— begin Record excerpts —

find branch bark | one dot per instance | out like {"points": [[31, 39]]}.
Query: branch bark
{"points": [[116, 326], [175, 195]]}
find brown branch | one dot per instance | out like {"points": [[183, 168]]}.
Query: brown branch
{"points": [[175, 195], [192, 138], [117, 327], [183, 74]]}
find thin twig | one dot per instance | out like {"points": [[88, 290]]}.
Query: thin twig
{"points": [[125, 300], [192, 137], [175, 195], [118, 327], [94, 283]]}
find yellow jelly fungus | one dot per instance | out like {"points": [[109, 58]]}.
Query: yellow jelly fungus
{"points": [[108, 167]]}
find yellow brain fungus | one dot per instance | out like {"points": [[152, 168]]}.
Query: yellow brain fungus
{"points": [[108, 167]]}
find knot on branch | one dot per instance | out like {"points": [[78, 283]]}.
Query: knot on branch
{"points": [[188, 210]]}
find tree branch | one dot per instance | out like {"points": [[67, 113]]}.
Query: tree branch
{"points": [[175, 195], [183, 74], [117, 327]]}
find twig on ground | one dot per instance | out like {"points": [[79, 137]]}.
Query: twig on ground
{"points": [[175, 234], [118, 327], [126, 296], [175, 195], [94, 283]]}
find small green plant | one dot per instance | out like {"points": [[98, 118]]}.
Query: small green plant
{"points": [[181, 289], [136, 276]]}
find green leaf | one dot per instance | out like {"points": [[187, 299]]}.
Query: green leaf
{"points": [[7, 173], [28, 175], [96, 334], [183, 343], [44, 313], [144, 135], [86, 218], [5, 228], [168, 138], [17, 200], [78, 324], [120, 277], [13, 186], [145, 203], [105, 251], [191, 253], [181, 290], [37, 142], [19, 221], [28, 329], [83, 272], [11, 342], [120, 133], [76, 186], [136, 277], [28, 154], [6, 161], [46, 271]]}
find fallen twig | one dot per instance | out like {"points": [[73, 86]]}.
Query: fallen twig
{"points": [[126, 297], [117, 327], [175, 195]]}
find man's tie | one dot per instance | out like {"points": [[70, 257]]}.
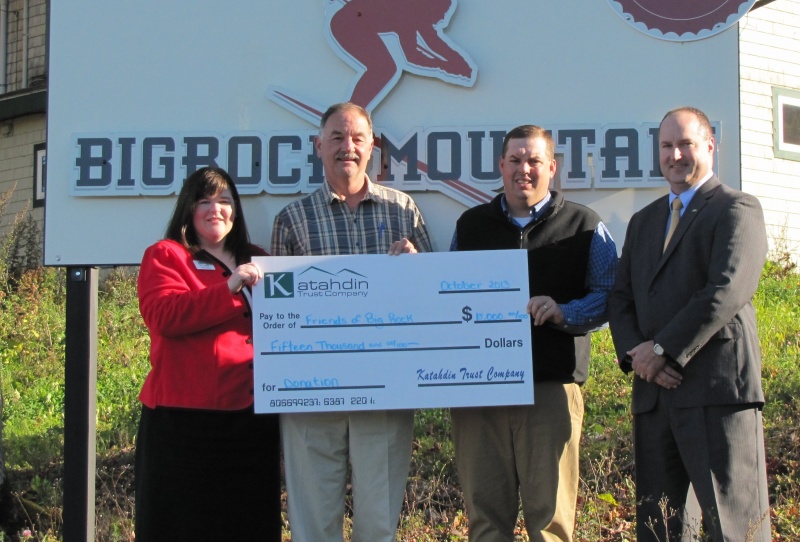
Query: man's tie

— end Record excerpts —

Aim
Reproduce word for word the lines of the records that begin at the line containing "find green leaf" and end after the line containing "Query: green leaf".

Task solution
find green leaf | one dot per instance | out like {"points": [[187, 299]]}.
Query: green leaf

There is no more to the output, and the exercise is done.